START INPUT RECORDS

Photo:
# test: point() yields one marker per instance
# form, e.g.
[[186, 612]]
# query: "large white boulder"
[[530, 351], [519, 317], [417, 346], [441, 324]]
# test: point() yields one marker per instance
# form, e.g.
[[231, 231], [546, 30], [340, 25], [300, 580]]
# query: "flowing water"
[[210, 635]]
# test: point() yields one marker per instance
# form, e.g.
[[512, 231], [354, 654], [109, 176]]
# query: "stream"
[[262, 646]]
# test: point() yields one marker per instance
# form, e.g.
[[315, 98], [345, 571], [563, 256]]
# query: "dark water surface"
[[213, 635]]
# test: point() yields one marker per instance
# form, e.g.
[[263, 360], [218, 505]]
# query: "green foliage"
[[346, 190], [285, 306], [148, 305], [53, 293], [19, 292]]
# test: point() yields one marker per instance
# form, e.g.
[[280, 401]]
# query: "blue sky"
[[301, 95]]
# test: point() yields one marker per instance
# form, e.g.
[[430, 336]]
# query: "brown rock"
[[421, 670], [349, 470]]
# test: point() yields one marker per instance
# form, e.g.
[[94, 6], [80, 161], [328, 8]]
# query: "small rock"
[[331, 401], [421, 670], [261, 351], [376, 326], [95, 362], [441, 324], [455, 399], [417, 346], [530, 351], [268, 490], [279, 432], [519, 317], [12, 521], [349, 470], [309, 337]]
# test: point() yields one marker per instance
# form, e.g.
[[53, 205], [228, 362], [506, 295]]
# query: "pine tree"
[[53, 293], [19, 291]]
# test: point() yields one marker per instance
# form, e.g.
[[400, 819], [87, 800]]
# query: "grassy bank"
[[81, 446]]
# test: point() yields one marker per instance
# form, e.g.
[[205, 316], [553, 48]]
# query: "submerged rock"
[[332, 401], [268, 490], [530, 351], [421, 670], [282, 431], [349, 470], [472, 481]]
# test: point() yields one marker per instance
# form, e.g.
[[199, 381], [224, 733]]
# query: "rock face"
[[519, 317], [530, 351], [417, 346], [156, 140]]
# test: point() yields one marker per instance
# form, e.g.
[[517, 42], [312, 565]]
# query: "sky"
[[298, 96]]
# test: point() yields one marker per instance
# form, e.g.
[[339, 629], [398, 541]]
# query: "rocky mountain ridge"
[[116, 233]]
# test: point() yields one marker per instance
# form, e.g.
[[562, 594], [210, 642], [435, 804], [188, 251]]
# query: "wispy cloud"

END INPUT RECORDS

**AIM OF THE EXERCISE**
Your reply must contain each entry, reproduced exactly.

**RESPONSE TO THE EXERCISE**
Photo:
# test: point() yields one marker per instance
# form, e.g.
[[186, 612]]
# query: "large white boulder"
[[530, 351], [519, 317], [417, 346], [441, 324]]
# test: point() yields one marker per instance
# form, e.g.
[[231, 231], [546, 30], [340, 25], [300, 580]]
# query: "flowing water"
[[210, 635]]
# test: point() yields one marker per instance
# form, e.g.
[[512, 231], [354, 654], [109, 176]]
# query: "stream"
[[262, 646]]
# test: point() yields one marker per instance
# form, e.g.
[[315, 98], [345, 571], [563, 256]]
# query: "dark water surface"
[[213, 635]]
# test: point() yields one marker per instance
# form, e.g.
[[263, 360], [218, 505]]
# query: "green foliage"
[[346, 190], [285, 306], [148, 305], [53, 293], [19, 292]]
# test: point() yields one marker per instance
# form, e.g.
[[280, 401]]
# query: "blue sky"
[[301, 95]]
# test: point() yields one marker per instance
# form, e.g.
[[430, 336]]
# query: "brown rock"
[[421, 670], [349, 470]]
# test: point() yields one marker per instance
# form, e.g.
[[94, 6], [80, 161], [328, 8]]
# query: "small rock"
[[331, 401], [421, 670], [261, 351], [376, 326], [95, 362], [441, 324], [455, 399], [417, 346], [530, 351], [268, 490], [279, 432], [519, 317], [12, 521], [349, 470], [309, 337]]
# test: point() yields one marker per instance
# form, e.g.
[[53, 205], [228, 362], [506, 295]]
# query: "pine tree"
[[53, 293], [19, 291]]
# test: point() yields one marker per instance
# form, e.g.
[[400, 819], [87, 800]]
# query: "grassy bank"
[[81, 446]]
# test: point() yields one marker per instance
# form, e.g.
[[205, 316], [553, 48]]
# query: "submerged rock"
[[332, 401], [268, 490], [530, 351], [421, 670], [282, 431], [349, 470], [472, 481]]
# test: point() yields one marker per instance
# form, e.g.
[[199, 381], [224, 733]]
# query: "rock face"
[[519, 317], [530, 351], [417, 346], [156, 140]]
# test: point() yields one marker per instance
# form, e.g.
[[517, 42], [312, 565]]
# query: "sky"
[[298, 96]]
# test: point() yields one marker per instance
# form, e.g.
[[339, 629], [398, 541]]
# query: "rocky mountain ridge"
[[116, 233]]
# test: point() yields one marker per instance
# form, e.g.
[[562, 594], [210, 642], [435, 804], [188, 251]]
# query: "wispy cloud"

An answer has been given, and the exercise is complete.